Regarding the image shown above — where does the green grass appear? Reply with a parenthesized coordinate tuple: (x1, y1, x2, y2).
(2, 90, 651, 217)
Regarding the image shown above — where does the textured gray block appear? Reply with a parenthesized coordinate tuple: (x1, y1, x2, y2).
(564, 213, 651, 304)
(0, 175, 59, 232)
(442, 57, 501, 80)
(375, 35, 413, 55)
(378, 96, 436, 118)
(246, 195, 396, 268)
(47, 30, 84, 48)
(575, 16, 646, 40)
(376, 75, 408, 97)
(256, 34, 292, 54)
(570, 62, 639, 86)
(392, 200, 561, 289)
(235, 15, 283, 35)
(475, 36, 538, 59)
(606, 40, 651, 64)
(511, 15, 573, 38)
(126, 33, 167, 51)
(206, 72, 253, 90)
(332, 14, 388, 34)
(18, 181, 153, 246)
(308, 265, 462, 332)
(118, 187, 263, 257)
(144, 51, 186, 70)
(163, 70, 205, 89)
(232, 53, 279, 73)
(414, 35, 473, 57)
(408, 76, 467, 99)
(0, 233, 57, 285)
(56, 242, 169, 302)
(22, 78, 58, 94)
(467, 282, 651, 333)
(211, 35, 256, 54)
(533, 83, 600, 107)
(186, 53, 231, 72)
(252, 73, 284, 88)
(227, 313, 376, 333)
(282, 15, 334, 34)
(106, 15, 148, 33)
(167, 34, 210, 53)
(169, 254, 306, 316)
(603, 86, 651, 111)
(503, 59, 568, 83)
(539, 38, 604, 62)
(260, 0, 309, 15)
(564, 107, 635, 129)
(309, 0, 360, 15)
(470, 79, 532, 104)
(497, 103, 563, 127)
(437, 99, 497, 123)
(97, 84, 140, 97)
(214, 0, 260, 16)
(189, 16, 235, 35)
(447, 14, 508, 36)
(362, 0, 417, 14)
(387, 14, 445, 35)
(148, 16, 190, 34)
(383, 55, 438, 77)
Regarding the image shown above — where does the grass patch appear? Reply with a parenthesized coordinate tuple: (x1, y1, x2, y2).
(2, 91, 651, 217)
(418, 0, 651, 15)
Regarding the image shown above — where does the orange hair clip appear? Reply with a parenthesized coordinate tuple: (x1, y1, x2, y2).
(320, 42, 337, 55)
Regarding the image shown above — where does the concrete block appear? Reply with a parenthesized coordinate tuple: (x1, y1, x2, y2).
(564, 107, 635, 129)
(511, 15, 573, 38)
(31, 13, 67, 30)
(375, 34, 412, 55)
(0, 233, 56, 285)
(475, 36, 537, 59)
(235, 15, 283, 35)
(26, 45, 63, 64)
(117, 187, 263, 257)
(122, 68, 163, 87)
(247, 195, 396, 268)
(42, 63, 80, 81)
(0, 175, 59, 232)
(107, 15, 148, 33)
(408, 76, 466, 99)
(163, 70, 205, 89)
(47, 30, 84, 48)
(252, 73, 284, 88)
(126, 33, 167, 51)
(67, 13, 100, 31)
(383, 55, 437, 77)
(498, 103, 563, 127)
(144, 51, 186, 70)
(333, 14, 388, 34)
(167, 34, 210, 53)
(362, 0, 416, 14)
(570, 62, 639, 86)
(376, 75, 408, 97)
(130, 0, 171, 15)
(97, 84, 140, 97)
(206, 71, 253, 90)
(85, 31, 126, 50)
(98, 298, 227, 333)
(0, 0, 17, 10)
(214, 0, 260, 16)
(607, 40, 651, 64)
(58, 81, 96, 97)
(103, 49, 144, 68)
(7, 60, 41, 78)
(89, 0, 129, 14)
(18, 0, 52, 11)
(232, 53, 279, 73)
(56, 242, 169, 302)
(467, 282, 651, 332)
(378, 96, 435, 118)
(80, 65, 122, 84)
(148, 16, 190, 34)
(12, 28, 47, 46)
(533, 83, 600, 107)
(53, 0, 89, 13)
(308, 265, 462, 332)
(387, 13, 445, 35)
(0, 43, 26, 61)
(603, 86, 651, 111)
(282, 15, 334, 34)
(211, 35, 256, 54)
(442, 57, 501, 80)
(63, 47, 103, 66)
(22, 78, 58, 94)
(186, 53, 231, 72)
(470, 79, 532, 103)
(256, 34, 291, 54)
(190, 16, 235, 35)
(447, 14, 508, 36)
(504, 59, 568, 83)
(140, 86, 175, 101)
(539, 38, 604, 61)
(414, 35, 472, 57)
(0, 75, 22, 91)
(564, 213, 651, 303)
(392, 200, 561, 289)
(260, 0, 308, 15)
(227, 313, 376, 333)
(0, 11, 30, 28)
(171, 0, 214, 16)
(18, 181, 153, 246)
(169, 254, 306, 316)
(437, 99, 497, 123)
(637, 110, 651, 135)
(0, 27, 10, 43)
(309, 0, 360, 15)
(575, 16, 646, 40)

********************

EXERCISE DETAILS: Please return the whole listing, line for line, exactly.

ANSWER BELOW:
Regarding the image shown above — where does the green grass appear? Reply with a parenthesized coordinate tuple: (x1, y1, x2, y2).
(2, 90, 651, 217)
Regarding the image shown above — where does the textured gray block appear? Reply with a parenthesized coordinate tuple: (x1, y1, x2, y2).
(564, 213, 651, 304)
(0, 175, 59, 232)
(442, 57, 501, 80)
(375, 35, 413, 55)
(378, 96, 436, 118)
(246, 195, 396, 268)
(47, 30, 84, 48)
(575, 16, 646, 40)
(376, 75, 408, 97)
(256, 34, 292, 54)
(570, 62, 639, 86)
(392, 200, 561, 289)
(235, 15, 283, 35)
(475, 36, 538, 59)
(606, 40, 651, 64)
(511, 15, 573, 38)
(126, 33, 167, 51)
(206, 72, 253, 90)
(332, 14, 388, 34)
(18, 181, 153, 246)
(308, 265, 462, 332)
(118, 187, 263, 257)
(144, 51, 186, 70)
(163, 70, 205, 89)
(232, 53, 279, 73)
(414, 35, 473, 57)
(408, 76, 467, 99)
(0, 233, 57, 285)
(56, 242, 169, 302)
(22, 78, 58, 94)
(467, 282, 651, 333)
(211, 35, 256, 54)
(533, 83, 600, 107)
(186, 53, 231, 72)
(252, 73, 284, 88)
(227, 313, 376, 333)
(282, 15, 334, 34)
(106, 15, 148, 33)
(167, 34, 210, 53)
(169, 254, 306, 316)
(603, 86, 651, 111)
(503, 59, 568, 83)
(539, 38, 604, 62)
(260, 0, 309, 15)
(564, 107, 635, 129)
(309, 0, 360, 15)
(470, 79, 532, 104)
(497, 103, 563, 127)
(437, 99, 497, 123)
(97, 84, 140, 97)
(214, 0, 260, 16)
(189, 16, 235, 35)
(447, 14, 508, 36)
(362, 0, 417, 14)
(387, 14, 445, 35)
(148, 16, 190, 34)
(383, 55, 438, 77)
Regarding the image shown above — where does the grass patch appear? Reply with a parenthesized coordinate tuple: (x1, y1, x2, y2).
(2, 91, 651, 217)
(418, 0, 651, 15)
Regarding the image shown above — where does the orange hair clip appear? Reply with a parenthesized coordinate tuple: (x1, y1, x2, y2).
(320, 42, 337, 55)
Regarding the image shown above — where does the concrete block appear? Reply with a parenthesized coordinate tuple: (x1, y1, x2, y2).
(564, 107, 635, 129)
(511, 15, 573, 38)
(31, 13, 67, 30)
(375, 34, 412, 55)
(0, 233, 56, 285)
(475, 36, 537, 59)
(235, 15, 283, 35)
(26, 45, 63, 64)
(117, 187, 263, 257)
(122, 68, 163, 87)
(247, 195, 396, 268)
(42, 63, 80, 81)
(0, 175, 59, 232)
(107, 15, 148, 33)
(408, 76, 466, 99)
(163, 70, 205, 89)
(47, 30, 84, 48)
(252, 73, 284, 88)
(126, 33, 167, 51)
(67, 13, 100, 31)
(383, 55, 437, 77)
(498, 103, 563, 127)
(144, 51, 186, 70)
(333, 14, 388, 34)
(167, 34, 210, 53)
(362, 0, 416, 14)
(570, 62, 639, 86)
(376, 75, 408, 97)
(130, 0, 171, 15)
(97, 84, 140, 97)
(206, 71, 253, 90)
(85, 31, 126, 50)
(98, 298, 227, 333)
(0, 0, 17, 10)
(214, 0, 260, 16)
(607, 40, 651, 64)
(58, 81, 96, 97)
(103, 49, 144, 68)
(7, 60, 41, 78)
(89, 0, 129, 14)
(18, 0, 52, 11)
(232, 53, 279, 73)
(56, 242, 169, 302)
(467, 282, 651, 332)
(378, 96, 435, 118)
(80, 65, 122, 84)
(148, 16, 190, 34)
(12, 28, 47, 46)
(533, 83, 600, 107)
(53, 0, 89, 13)
(308, 265, 462, 332)
(387, 13, 445, 35)
(0, 43, 26, 61)
(603, 86, 651, 111)
(282, 15, 334, 34)
(211, 35, 256, 54)
(442, 57, 501, 80)
(63, 47, 103, 66)
(22, 78, 58, 94)
(186, 53, 231, 72)
(470, 79, 532, 103)
(256, 34, 291, 54)
(190, 16, 235, 35)
(447, 14, 508, 36)
(504, 59, 568, 83)
(140, 86, 175, 101)
(539, 38, 604, 61)
(414, 35, 472, 57)
(0, 75, 22, 91)
(564, 213, 651, 303)
(392, 200, 561, 289)
(260, 0, 308, 15)
(227, 313, 376, 333)
(0, 11, 30, 28)
(171, 0, 214, 16)
(18, 181, 153, 246)
(169, 254, 306, 316)
(437, 99, 497, 123)
(637, 110, 651, 135)
(0, 27, 10, 43)
(309, 0, 360, 15)
(575, 16, 646, 40)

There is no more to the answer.